• What is asked: Please print all of the material below, word for word.

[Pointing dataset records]
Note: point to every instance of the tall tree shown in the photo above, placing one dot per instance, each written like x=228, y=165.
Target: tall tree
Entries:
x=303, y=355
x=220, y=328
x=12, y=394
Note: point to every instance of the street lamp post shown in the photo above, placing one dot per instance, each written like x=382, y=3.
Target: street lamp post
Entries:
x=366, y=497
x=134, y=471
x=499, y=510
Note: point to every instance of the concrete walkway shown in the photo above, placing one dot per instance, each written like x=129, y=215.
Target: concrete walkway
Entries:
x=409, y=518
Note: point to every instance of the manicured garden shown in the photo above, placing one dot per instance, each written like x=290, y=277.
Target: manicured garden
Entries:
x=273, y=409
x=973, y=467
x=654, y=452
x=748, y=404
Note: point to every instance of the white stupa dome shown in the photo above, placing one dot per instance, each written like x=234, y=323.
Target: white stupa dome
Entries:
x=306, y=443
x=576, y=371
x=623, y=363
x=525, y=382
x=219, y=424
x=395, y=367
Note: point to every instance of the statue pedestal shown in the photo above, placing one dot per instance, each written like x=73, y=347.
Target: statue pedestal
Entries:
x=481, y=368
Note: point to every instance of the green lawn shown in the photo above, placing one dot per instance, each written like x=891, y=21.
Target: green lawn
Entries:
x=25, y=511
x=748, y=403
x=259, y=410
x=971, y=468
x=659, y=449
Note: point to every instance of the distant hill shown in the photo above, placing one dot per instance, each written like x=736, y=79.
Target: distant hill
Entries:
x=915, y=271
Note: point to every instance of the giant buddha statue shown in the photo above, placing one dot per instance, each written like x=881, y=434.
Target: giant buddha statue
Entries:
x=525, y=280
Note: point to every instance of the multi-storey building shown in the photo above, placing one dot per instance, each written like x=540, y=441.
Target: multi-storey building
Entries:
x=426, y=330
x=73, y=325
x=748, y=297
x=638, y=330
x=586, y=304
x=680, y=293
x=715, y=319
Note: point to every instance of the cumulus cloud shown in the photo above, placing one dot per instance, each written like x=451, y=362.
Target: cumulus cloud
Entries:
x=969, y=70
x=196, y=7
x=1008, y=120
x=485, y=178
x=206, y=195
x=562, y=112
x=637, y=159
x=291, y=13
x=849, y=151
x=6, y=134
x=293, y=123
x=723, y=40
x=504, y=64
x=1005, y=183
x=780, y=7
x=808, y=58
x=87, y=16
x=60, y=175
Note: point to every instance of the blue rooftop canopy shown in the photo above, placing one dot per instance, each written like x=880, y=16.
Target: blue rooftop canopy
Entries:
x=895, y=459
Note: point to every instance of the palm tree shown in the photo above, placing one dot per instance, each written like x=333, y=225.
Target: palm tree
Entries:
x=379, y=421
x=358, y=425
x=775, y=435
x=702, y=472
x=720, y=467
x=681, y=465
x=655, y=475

• Task output:
Note: point to every instance of the tall tree shown in the photo above, placing one dot per instance, each written like x=228, y=165.
Target: tall tree
Entries:
x=303, y=355
x=220, y=328
x=12, y=394
Note: point to every instance of the street lamp post shown in the photo above, placing one dot per instance, each written like x=382, y=3.
Target: street lamp post
Entries:
x=366, y=497
x=134, y=471
x=499, y=510
Note: point to every instance of the concrete walkway shown in the photo above, placing one dot per instance, each written like x=129, y=215.
Target: concrete walkway
Entries:
x=409, y=518
Note: point to every instance of the manicured garden shown in the photo above, placing one dot per instance, each written like x=290, y=277.
Target: manicured garden
Entries:
x=273, y=409
x=973, y=467
x=654, y=452
x=748, y=404
Note: point to every instance of the white stupa dome shown in the photo above, placing one dot per instance, each written like x=234, y=323.
Target: white stupa dome
Entries:
x=306, y=443
x=576, y=371
x=623, y=363
x=525, y=382
x=219, y=424
x=395, y=367
Note: point to every instance of the statue pedestal shown in the photo above, placing one dot per instance, each written like x=73, y=347.
Target: statue pedestal
Entries:
x=481, y=368
Note: point to every instance of the green lawn shown in the photo above, placing one dot per instance, each written like x=891, y=21.
Target: green lawn
Entries:
x=25, y=511
x=748, y=403
x=259, y=410
x=971, y=468
x=659, y=449
Note: point to every instance of the distant hill shown in the photo above, placing one dot per instance, each written like x=736, y=79.
Target: distant hill
Entries:
x=915, y=271
Note: point to every instance of the giant buddha statue shown in the photo above, placing one dot per instance, each written like x=881, y=434.
Target: giant buddha statue
Entries:
x=525, y=280
Note: point to every instance of the multi-storey building shown in the photo above, placing one dot per instance, each written like x=540, y=441.
Target: multi-storey building
Entries:
x=426, y=330
x=73, y=325
x=748, y=297
x=638, y=330
x=586, y=304
x=680, y=293
x=715, y=319
Note: point to every instance of the cumulus cloud shown in the photo above, placing one dot per instance, each written like x=451, y=362.
Target: cumulus cloud
Entries:
x=969, y=70
x=196, y=7
x=1008, y=120
x=485, y=178
x=206, y=195
x=562, y=112
x=637, y=159
x=291, y=13
x=849, y=151
x=6, y=134
x=293, y=123
x=723, y=40
x=504, y=64
x=1005, y=183
x=780, y=7
x=808, y=58
x=87, y=16
x=60, y=175
Note: point to every instance of the blue rooftop canopy shown in the photo above, placing one dot per instance, each written like x=880, y=16.
Target: blue rooftop canopy
Entries:
x=895, y=459
Note: point to every instance of the palm tree shown in the photo above, placing one dot per instance, each written like x=333, y=225.
Target: palm tree
Entries:
x=379, y=421
x=358, y=425
x=775, y=435
x=702, y=472
x=720, y=467
x=681, y=465
x=655, y=475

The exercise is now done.